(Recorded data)
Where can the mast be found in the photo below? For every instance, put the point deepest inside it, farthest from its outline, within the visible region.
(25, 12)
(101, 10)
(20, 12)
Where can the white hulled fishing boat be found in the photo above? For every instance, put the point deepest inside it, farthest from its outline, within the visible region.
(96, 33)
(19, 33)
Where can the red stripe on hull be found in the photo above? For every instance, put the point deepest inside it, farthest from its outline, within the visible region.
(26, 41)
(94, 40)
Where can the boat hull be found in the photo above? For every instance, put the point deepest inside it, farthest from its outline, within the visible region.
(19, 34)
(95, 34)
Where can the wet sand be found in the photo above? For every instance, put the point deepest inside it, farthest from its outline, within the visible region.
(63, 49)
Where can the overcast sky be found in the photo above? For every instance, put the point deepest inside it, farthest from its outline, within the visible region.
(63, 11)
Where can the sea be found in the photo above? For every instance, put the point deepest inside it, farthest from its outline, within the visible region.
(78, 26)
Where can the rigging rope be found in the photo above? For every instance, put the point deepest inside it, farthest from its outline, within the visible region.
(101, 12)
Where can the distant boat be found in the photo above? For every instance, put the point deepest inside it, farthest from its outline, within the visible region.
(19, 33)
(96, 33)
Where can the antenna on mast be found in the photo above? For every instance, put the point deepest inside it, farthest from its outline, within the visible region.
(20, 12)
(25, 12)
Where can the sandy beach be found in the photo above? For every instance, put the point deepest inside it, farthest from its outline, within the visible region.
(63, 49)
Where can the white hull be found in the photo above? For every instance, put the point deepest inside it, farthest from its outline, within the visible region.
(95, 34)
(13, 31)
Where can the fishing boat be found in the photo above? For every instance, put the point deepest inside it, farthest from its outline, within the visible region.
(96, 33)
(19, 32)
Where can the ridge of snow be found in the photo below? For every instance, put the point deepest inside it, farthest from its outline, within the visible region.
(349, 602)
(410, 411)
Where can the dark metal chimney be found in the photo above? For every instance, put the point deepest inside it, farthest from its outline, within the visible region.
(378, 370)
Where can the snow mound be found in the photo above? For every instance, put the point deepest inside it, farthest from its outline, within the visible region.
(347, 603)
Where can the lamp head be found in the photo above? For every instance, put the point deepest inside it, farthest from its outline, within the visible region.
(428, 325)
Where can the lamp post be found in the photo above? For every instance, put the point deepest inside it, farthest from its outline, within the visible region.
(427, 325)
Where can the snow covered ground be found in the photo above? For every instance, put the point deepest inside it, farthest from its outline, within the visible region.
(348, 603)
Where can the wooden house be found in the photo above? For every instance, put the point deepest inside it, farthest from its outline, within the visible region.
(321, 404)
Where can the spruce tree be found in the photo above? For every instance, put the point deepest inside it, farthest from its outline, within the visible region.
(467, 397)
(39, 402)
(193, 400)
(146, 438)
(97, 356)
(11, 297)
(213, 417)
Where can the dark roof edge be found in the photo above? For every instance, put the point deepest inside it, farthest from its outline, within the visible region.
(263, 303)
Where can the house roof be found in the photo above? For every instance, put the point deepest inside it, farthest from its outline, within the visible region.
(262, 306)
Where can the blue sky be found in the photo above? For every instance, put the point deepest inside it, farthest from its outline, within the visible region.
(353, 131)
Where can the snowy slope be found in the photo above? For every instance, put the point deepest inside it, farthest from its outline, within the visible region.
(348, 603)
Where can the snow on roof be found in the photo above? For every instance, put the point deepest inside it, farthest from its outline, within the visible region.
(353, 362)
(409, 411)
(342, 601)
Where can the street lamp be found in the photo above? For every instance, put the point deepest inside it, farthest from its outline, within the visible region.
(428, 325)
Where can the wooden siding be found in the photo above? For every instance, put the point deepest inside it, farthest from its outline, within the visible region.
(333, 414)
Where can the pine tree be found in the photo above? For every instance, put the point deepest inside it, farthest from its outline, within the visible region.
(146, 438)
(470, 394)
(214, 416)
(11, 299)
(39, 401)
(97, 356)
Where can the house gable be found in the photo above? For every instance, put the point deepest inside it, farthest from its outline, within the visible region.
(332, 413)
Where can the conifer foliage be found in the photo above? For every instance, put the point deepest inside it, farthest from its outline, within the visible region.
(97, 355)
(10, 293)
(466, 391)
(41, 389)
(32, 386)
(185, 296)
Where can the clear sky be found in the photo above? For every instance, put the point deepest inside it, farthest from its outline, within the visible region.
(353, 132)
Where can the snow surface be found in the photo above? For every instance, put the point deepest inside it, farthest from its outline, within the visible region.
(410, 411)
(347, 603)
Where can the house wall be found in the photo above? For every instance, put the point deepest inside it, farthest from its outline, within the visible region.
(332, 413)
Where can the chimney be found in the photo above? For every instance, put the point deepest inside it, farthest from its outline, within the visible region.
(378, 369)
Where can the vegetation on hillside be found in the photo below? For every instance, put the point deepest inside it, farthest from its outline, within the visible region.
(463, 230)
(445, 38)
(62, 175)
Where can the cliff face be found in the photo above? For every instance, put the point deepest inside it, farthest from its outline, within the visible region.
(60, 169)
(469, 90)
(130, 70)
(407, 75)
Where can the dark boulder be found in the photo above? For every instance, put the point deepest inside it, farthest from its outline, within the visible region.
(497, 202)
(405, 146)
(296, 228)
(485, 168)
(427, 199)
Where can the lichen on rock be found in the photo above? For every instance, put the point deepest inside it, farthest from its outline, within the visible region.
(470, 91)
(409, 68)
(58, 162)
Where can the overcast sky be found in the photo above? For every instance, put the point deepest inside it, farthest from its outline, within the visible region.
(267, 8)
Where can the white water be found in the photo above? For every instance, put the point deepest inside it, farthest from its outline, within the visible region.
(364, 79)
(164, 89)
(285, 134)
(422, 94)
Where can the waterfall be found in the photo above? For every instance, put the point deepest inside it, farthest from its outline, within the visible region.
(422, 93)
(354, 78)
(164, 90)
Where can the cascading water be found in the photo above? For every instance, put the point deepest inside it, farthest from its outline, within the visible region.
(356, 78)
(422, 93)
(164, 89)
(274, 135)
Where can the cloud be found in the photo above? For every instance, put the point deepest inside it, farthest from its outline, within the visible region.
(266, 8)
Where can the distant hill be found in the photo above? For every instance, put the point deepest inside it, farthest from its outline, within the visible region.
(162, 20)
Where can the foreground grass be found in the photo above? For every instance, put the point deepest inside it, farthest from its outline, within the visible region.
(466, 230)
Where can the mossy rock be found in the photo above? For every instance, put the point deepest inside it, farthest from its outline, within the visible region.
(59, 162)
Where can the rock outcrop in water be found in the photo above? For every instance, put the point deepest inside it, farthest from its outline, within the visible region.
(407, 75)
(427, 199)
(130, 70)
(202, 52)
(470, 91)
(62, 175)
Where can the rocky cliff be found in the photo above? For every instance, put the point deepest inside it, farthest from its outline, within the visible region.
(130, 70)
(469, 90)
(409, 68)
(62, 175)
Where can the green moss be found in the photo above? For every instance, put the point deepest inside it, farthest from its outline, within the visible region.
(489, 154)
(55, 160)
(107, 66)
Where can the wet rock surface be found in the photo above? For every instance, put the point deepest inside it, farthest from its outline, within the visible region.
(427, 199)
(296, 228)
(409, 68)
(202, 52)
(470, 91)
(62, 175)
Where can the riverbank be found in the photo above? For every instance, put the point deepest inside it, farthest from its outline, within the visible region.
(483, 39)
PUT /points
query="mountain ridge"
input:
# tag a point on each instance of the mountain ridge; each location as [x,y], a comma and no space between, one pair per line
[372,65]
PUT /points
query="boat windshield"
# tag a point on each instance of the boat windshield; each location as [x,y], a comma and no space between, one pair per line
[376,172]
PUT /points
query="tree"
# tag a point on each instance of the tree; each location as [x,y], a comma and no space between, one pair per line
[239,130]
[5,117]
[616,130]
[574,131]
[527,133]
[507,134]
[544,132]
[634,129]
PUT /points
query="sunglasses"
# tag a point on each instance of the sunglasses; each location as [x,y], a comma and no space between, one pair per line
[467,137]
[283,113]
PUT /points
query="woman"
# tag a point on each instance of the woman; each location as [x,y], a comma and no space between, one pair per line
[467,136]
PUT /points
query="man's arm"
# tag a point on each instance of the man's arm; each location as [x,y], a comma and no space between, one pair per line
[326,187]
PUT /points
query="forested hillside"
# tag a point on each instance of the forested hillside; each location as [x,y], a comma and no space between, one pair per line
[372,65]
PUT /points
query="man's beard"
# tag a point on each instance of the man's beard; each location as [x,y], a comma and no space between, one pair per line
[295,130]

Work request. Show all lines from the data above in which the word "query" appears.

Written solution.
query="mountain ridge"
query="boat windshield"
query="tree"
query="sunglasses"
query="woman"
query="man's arm"
query="forested hillside"
query="man's beard"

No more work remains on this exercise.